WRITTEN INSTRUCTION ▸ Please pick out and copy each line of the records below that contains the string "crack". Letter case counts.

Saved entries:
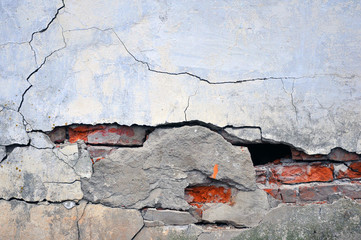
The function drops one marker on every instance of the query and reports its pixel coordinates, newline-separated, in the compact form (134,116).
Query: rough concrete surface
(156,174)
(340,220)
(177,91)
(260,65)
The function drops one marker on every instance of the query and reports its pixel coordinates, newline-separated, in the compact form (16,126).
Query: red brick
(199,195)
(118,135)
(81,132)
(322,193)
(57,135)
(274,192)
(261,175)
(317,193)
(354,171)
(108,135)
(338,154)
(298,155)
(303,173)
(288,195)
(283,194)
(350,190)
(99,151)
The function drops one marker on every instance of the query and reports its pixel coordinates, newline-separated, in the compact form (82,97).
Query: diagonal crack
(44,61)
(291,96)
(189,98)
(203,79)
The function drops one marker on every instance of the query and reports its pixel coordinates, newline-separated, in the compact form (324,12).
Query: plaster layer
(287,67)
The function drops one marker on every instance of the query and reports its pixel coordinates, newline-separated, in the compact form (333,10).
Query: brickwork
(312,178)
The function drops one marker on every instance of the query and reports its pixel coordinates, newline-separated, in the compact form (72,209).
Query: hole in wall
(264,153)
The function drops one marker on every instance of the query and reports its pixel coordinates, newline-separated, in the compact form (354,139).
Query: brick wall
(306,178)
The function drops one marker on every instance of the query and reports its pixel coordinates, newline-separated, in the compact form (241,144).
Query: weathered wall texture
(144,119)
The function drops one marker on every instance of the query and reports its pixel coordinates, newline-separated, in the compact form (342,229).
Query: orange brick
(303,173)
(354,171)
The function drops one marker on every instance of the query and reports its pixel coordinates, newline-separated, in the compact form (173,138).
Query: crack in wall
(37,69)
(188,104)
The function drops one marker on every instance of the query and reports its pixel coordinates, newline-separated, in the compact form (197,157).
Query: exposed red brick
(108,135)
(274,192)
(322,192)
(58,135)
(261,175)
(352,191)
(99,151)
(118,135)
(197,196)
(317,193)
(298,155)
(338,154)
(288,195)
(354,171)
(81,132)
(303,173)
(283,194)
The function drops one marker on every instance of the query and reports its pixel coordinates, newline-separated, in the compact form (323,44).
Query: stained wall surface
(142,113)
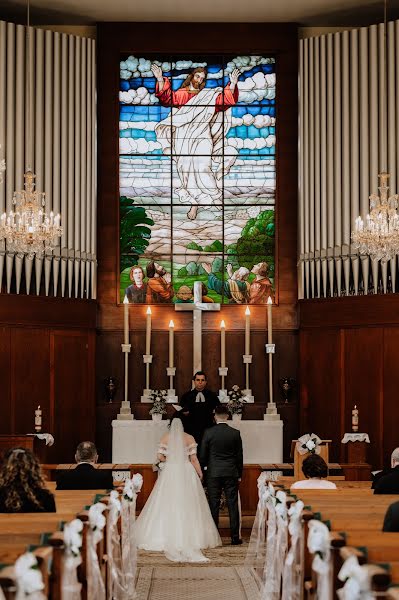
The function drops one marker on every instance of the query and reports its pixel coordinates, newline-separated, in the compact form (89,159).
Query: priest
(198,406)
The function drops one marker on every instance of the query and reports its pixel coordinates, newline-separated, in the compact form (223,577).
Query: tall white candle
(197,291)
(269,321)
(148,332)
(222,344)
(171,343)
(247,331)
(126,320)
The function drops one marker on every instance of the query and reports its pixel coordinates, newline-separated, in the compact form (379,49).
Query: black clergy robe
(200,414)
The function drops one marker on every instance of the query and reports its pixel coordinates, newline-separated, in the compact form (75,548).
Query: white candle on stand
(222,344)
(148,332)
(171,343)
(126,320)
(269,321)
(355,419)
(247,331)
(38,419)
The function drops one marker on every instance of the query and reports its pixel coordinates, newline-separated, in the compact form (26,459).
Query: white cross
(197,308)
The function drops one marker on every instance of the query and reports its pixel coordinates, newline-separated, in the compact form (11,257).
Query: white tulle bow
(132,487)
(357,584)
(73,536)
(114,501)
(97,520)
(319,545)
(28,576)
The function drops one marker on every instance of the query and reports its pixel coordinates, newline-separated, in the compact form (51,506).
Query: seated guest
(22,487)
(315,470)
(85,476)
(389,483)
(391,520)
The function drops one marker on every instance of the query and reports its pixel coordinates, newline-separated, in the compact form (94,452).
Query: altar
(136,442)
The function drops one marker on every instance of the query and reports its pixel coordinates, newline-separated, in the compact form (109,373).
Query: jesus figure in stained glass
(194,134)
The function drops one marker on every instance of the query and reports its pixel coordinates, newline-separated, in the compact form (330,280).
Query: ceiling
(323,13)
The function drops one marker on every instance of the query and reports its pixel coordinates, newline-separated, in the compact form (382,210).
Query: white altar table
(136,442)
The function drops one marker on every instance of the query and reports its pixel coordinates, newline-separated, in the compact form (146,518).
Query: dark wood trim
(37,311)
(351,311)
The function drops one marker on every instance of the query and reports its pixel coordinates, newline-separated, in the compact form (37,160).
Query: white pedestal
(125,413)
(136,442)
(146,397)
(271,414)
(248,394)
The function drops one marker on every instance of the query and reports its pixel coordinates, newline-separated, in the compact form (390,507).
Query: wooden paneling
(320,385)
(73,383)
(349,354)
(30,383)
(363,384)
(390,378)
(46,312)
(5,368)
(47,350)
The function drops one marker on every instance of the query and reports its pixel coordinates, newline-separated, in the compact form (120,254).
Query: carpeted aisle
(223,578)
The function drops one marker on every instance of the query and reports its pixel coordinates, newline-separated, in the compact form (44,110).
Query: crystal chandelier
(29,230)
(379,236)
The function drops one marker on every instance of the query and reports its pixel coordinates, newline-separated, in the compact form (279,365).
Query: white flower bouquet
(310,442)
(158,397)
(236,400)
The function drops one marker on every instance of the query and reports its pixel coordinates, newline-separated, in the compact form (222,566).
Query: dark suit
(200,415)
(84,477)
(391,520)
(388,484)
(221,453)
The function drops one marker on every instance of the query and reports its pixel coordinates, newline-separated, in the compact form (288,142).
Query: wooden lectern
(299,458)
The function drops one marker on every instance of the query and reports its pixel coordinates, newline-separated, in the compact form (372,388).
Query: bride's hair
(176,415)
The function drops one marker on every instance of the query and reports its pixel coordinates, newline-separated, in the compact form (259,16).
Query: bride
(176,518)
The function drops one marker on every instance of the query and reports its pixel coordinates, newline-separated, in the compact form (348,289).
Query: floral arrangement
(158,397)
(309,442)
(236,400)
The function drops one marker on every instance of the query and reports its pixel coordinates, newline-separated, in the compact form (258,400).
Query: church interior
(203,188)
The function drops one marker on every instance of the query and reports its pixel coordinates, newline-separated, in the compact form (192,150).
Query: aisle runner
(196,583)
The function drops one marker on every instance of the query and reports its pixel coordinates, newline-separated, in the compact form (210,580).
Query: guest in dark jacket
(389,484)
(22,487)
(85,476)
(391,521)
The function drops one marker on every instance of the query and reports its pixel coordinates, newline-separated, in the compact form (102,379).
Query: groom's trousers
(215,487)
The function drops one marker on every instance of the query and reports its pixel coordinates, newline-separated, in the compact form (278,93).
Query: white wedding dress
(176,518)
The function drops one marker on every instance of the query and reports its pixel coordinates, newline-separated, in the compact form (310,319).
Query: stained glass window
(197,178)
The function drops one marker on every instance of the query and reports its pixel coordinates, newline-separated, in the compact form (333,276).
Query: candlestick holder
(125,411)
(222,374)
(145,398)
(247,360)
(171,398)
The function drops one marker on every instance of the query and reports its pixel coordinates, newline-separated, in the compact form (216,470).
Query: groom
(221,453)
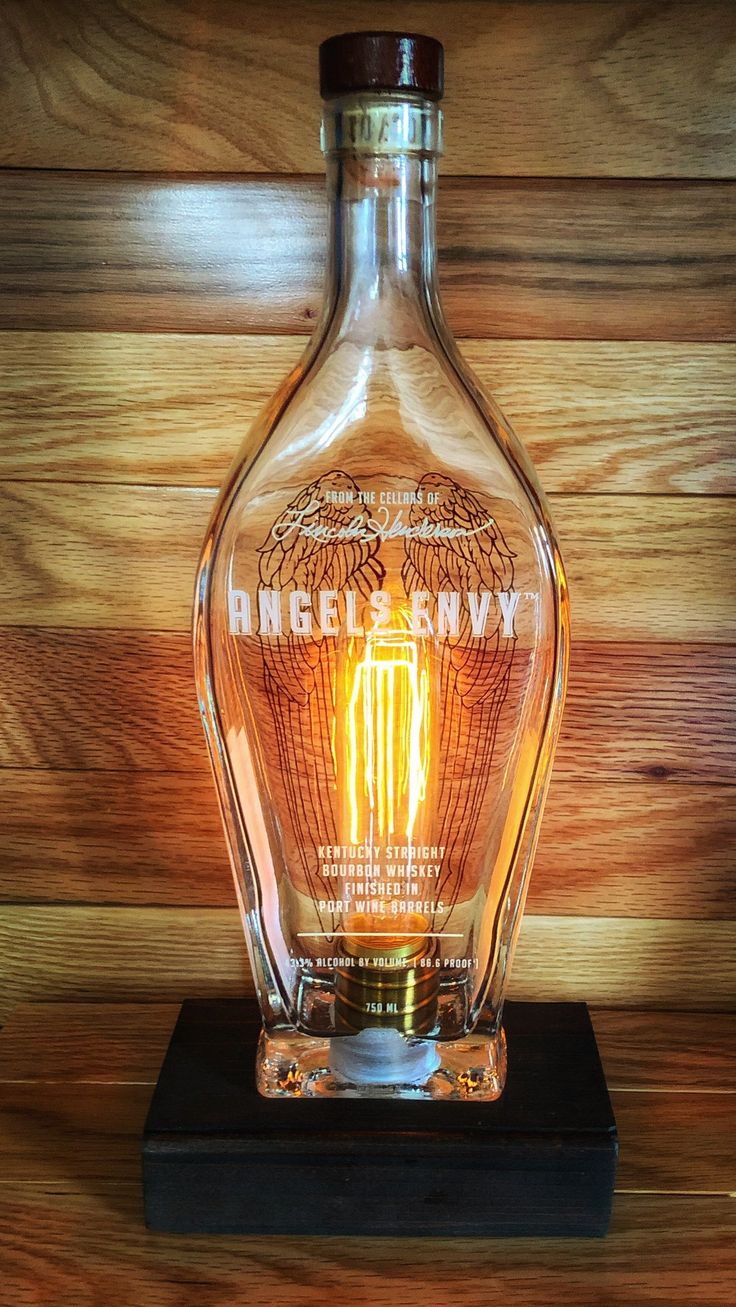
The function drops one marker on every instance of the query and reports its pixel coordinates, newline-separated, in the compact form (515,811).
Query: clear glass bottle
(381,646)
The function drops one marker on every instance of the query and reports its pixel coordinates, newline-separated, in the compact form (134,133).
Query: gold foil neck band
(381,126)
(394,982)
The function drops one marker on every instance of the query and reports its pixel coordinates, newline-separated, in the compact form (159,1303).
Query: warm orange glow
(384,723)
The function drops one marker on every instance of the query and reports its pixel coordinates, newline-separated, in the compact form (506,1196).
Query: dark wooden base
(218,1158)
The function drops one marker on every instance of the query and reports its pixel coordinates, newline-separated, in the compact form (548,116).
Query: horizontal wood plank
(577,259)
(73,1135)
(662,1248)
(630,417)
(161,954)
(124,1043)
(646,848)
(126,699)
(586,89)
(654,1051)
(109,556)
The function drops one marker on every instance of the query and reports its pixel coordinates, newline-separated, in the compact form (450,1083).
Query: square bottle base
(220,1158)
(381,1064)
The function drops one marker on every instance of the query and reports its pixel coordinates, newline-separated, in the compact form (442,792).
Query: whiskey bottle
(381,645)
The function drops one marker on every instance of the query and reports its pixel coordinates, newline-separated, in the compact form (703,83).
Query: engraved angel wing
(300,671)
(471,558)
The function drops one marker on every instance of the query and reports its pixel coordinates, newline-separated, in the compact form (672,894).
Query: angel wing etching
(300,673)
(475,673)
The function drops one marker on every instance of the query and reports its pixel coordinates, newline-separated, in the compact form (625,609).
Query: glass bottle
(381,645)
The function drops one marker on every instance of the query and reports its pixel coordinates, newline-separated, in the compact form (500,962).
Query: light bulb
(386,758)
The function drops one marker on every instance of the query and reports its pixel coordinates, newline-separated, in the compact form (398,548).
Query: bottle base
(382,1064)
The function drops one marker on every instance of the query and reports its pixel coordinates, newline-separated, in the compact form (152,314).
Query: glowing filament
(386,744)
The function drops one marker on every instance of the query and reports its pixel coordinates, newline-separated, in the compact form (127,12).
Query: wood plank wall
(162,233)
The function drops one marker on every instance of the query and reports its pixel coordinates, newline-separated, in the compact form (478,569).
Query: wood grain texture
(578,89)
(652,1051)
(79,1135)
(646,848)
(632,417)
(126,699)
(161,954)
(662,1250)
(575,259)
(120,557)
(122,1043)
(76,1136)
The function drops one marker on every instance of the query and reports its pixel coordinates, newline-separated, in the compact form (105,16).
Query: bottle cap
(381,62)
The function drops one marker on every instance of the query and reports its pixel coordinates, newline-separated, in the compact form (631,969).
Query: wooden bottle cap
(381,62)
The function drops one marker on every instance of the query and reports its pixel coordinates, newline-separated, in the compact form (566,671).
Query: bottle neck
(382,177)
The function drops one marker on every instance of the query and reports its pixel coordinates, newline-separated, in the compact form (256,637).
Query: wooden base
(221,1159)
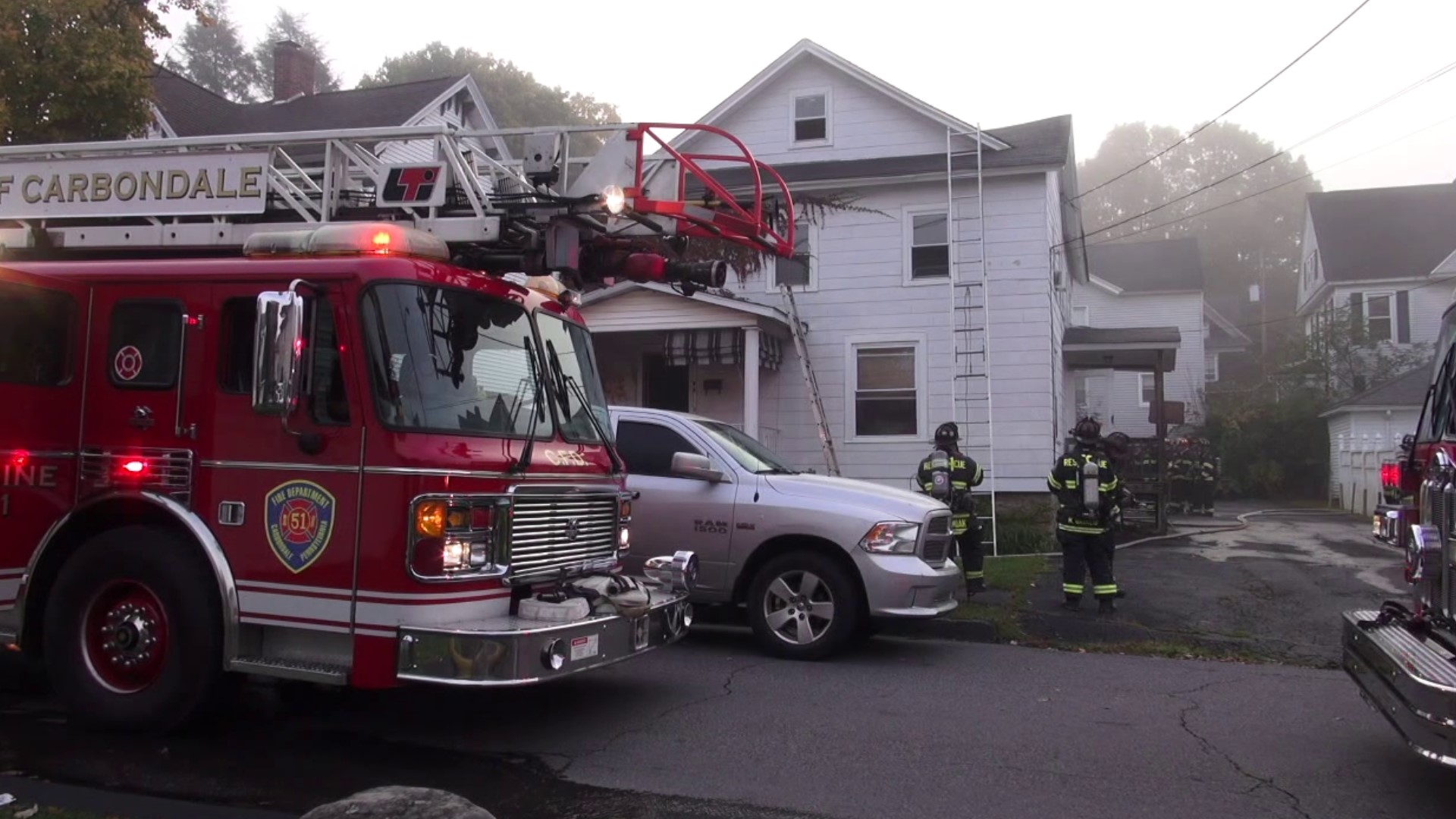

THE REPLY ▸
Query: diagonal crack
Query: crack in wall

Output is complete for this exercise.